▶ **Written instruction**
Please rewrite the lines below with "microwave oven" replaced by "countertop microwave" and nothing else changed.

(Outline records)
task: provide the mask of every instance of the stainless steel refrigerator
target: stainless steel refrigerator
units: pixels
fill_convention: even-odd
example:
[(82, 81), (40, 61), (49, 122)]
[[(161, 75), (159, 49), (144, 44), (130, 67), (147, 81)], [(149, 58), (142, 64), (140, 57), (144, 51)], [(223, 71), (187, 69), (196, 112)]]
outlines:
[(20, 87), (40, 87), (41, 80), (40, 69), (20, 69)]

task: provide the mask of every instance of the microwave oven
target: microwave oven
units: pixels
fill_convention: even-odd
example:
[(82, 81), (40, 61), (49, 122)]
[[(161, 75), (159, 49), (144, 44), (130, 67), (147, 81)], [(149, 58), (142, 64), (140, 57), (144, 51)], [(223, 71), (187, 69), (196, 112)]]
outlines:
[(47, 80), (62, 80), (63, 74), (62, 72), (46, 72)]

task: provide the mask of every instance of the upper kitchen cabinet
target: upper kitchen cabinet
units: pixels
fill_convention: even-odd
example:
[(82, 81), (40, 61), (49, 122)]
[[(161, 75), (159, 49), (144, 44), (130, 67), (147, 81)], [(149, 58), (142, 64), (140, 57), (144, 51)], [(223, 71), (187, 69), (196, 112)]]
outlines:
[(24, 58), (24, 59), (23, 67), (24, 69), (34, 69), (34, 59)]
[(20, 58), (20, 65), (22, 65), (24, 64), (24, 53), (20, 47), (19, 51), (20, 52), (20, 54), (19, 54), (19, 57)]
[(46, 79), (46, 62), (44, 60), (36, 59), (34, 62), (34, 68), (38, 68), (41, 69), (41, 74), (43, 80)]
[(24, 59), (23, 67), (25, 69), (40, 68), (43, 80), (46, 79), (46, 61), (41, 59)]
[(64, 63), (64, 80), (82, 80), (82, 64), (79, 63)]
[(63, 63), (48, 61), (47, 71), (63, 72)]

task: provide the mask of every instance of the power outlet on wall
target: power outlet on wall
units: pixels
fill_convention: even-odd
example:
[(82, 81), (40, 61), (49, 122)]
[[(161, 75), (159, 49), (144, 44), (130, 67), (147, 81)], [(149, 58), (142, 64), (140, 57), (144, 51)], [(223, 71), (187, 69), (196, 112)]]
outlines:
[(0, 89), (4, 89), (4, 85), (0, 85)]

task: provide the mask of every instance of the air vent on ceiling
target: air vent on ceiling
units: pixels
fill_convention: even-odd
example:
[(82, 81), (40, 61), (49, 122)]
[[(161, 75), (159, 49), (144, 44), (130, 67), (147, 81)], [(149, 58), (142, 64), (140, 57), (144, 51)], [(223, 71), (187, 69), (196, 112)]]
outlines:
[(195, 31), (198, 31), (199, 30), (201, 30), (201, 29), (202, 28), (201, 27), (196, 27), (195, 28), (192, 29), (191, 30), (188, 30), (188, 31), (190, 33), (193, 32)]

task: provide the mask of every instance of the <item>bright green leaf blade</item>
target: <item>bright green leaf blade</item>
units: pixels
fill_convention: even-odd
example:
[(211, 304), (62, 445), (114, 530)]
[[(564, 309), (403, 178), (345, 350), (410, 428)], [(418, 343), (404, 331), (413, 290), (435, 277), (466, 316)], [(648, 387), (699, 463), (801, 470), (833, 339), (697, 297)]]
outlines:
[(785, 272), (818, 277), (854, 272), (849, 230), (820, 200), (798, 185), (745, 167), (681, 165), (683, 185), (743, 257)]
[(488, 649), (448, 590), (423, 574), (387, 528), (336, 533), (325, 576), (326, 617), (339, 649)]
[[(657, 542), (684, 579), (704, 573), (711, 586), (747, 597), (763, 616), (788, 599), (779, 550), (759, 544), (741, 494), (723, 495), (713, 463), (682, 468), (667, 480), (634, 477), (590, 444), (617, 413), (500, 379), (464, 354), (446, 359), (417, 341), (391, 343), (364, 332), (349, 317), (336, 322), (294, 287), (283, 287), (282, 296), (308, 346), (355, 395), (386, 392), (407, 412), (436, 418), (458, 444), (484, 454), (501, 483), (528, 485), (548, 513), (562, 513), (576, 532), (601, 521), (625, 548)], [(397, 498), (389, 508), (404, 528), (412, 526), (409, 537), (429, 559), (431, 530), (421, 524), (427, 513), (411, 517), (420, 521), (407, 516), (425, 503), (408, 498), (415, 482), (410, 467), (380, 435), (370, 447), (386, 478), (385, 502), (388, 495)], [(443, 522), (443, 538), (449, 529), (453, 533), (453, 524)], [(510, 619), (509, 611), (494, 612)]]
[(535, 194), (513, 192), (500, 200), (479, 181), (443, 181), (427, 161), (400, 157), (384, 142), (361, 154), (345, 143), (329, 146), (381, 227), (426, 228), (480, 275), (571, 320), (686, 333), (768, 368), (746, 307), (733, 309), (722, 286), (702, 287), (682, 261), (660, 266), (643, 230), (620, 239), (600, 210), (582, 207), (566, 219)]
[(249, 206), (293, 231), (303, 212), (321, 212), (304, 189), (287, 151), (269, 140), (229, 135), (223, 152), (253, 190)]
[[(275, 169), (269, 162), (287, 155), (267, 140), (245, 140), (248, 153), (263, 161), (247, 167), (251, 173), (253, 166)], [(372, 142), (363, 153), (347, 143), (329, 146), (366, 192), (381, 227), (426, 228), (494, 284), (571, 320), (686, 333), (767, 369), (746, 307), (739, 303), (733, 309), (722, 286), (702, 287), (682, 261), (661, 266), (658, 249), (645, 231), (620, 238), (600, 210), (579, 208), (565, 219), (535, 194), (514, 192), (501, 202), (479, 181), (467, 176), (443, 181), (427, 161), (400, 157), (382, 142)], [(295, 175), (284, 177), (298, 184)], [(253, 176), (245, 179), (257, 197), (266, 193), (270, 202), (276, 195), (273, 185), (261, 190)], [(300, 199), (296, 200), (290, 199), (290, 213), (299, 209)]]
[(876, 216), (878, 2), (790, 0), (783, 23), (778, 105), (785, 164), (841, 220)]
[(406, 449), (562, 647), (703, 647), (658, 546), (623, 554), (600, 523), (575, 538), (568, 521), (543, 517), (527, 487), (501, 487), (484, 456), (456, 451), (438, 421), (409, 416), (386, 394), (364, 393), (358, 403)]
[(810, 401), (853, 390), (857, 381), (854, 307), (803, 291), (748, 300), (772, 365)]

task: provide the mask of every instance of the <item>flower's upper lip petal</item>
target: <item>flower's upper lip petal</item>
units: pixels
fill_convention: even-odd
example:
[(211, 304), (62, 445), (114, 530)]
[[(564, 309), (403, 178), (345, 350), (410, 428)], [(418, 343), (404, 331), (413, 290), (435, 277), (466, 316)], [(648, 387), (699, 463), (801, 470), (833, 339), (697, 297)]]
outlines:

▶ **Answer in full**
task: provide the mask of every instance of the stainless steel refrigerator
target: stainless steel refrigerator
units: pixels
fill_convention: even-odd
example:
[(82, 81), (40, 61), (49, 122)]
[[(161, 75), (159, 49), (144, 44), (130, 67), (147, 81)], [(149, 58), (142, 64), (140, 57), (144, 51)], [(223, 71), (187, 69), (196, 112)]]
outlines:
[(20, 87), (40, 87), (41, 80), (40, 69), (20, 69)]

task: provide the mask of every instance of the countertop microwave
target: countertop microwave
units: pixels
fill_convention: even-odd
example:
[(82, 81), (40, 61), (49, 122)]
[[(161, 75), (159, 49), (144, 44), (130, 67), (147, 81)], [(149, 58), (142, 64), (140, 57), (144, 51)], [(223, 71), (187, 69), (196, 112)]]
outlines:
[(47, 80), (62, 80), (63, 74), (62, 72), (46, 72)]

task: provide the mask of every instance of the upper kitchen cabinet
target: upper kitchen cabinet
units: pixels
fill_convention: even-odd
example:
[(82, 81), (40, 61), (49, 122)]
[[(161, 75), (159, 49), (144, 44), (130, 67), (147, 81)], [(149, 58), (142, 64), (140, 57), (144, 51)], [(223, 71), (187, 69), (196, 112)]]
outlines:
[(24, 58), (24, 59), (23, 67), (24, 69), (34, 69), (34, 59)]
[(20, 58), (20, 65), (22, 65), (24, 64), (24, 53), (20, 47), (19, 51), (20, 52), (20, 54), (19, 54), (19, 57)]
[(46, 79), (46, 62), (44, 60), (36, 59), (34, 62), (34, 68), (38, 68), (41, 69), (41, 74), (43, 80)]
[(24, 59), (23, 67), (25, 69), (40, 68), (43, 80), (46, 79), (46, 61), (41, 59)]
[(64, 63), (64, 80), (82, 80), (82, 64), (79, 63)]
[(63, 63), (48, 61), (47, 71), (63, 72)]

task: provide the mask of every instance of the power outlet on wall
target: power outlet on wall
units: pixels
fill_convention: even-odd
example:
[(82, 81), (40, 61), (49, 122)]
[[(161, 75), (159, 49), (144, 44), (130, 67), (147, 81)], [(149, 58), (142, 64), (140, 57), (144, 51)], [(223, 71), (187, 69), (196, 112)]]
outlines:
[(0, 89), (4, 89), (4, 85), (0, 85)]

task: provide the mask of every instance of the air vent on ceiling
target: air vent on ceiling
units: pixels
fill_convention: even-odd
example:
[(82, 81), (40, 61), (49, 122)]
[[(161, 75), (159, 49), (144, 44), (130, 67), (147, 81)], [(149, 58), (142, 64), (140, 57), (144, 51)], [(223, 71), (187, 69), (196, 112)]]
outlines:
[(195, 31), (198, 31), (199, 30), (201, 30), (201, 29), (202, 28), (201, 27), (196, 27), (195, 28), (192, 29), (191, 30), (188, 30), (188, 31), (190, 33), (193, 32)]

task: provide the mask of every instance of the <item>bright green leaf blade</item>
target: <item>bright green leaf blade</item>
units: pixels
fill_convention: even-odd
example:
[(211, 304), (62, 445), (114, 530)]
[[(564, 309), (403, 178), (345, 350), (410, 428)], [(418, 343), (404, 331), (413, 290), (435, 277), (466, 316)], [(648, 387), (699, 463), (801, 470), (833, 339), (697, 297)]]
outlines:
[(785, 272), (818, 277), (854, 272), (849, 230), (820, 200), (798, 185), (745, 167), (681, 165), (683, 185), (743, 257)]
[(488, 649), (448, 590), (423, 574), (387, 528), (336, 533), (325, 576), (326, 617), (339, 649)]
[[(657, 542), (684, 579), (704, 573), (711, 586), (747, 597), (763, 616), (788, 599), (779, 550), (759, 544), (741, 494), (723, 495), (713, 463), (682, 468), (667, 480), (634, 477), (590, 444), (617, 413), (500, 379), (464, 354), (446, 359), (417, 341), (391, 343), (364, 332), (349, 317), (336, 322), (294, 287), (283, 287), (282, 296), (308, 346), (355, 395), (386, 392), (407, 412), (436, 418), (458, 444), (484, 454), (501, 483), (528, 485), (548, 513), (562, 513), (576, 532), (601, 521), (625, 548)], [(397, 498), (389, 508), (404, 528), (412, 526), (409, 537), (429, 559), (431, 530), (421, 524), (427, 513), (411, 517), (420, 521), (407, 516), (425, 503), (408, 498), (415, 482), (410, 467), (380, 435), (370, 447), (386, 478), (385, 502), (388, 495)], [(443, 522), (443, 538), (449, 529), (453, 533), (453, 524)], [(510, 619), (509, 611), (494, 612)]]
[(535, 194), (513, 192), (500, 200), (479, 181), (443, 181), (427, 161), (400, 157), (384, 142), (361, 154), (345, 143), (329, 146), (381, 227), (426, 228), (480, 275), (571, 320), (686, 333), (768, 368), (746, 307), (733, 309), (722, 286), (702, 287), (682, 261), (660, 266), (643, 230), (620, 239), (600, 210), (582, 207), (566, 219)]
[(249, 206), (293, 231), (303, 212), (321, 212), (304, 189), (287, 151), (269, 140), (229, 135), (223, 152), (253, 190)]
[[(275, 169), (269, 162), (287, 155), (267, 140), (245, 140), (248, 153), (263, 161), (247, 167), (251, 173), (253, 166)], [(372, 142), (363, 153), (347, 143), (329, 146), (366, 192), (381, 227), (426, 228), (494, 284), (571, 320), (686, 333), (767, 369), (746, 307), (739, 303), (733, 309), (722, 286), (702, 287), (682, 261), (661, 266), (658, 249), (645, 231), (620, 238), (600, 210), (579, 208), (565, 219), (535, 194), (514, 192), (501, 202), (479, 181), (467, 176), (443, 181), (427, 161), (400, 157), (382, 142)], [(295, 175), (284, 177), (298, 184)], [(253, 176), (245, 179), (257, 197), (266, 193), (270, 202), (276, 195), (273, 185), (261, 190)], [(300, 199), (296, 200), (290, 199), (290, 213), (299, 209)]]
[(876, 216), (878, 2), (790, 0), (783, 23), (778, 105), (785, 164), (841, 220)]
[(406, 449), (562, 647), (703, 647), (658, 546), (623, 554), (600, 523), (575, 538), (568, 521), (543, 517), (527, 487), (501, 487), (484, 456), (456, 451), (438, 421), (409, 416), (386, 394), (364, 393), (358, 403)]
[(810, 401), (853, 390), (857, 381), (854, 307), (803, 291), (748, 300), (772, 365)]

task: provide the mask of every instance of the <item>flower's upper lip petal</item>
target: <item>flower's upper lip petal</item>
units: pixels
fill_convention: even-odd
example:
[(211, 304), (62, 445), (114, 530)]
[[(564, 309), (403, 178), (345, 350), (410, 428)], [(418, 343), (404, 331), (413, 290), (435, 277), (466, 316)], [(648, 387), (699, 463), (801, 470), (833, 339), (697, 297)]]
outlines:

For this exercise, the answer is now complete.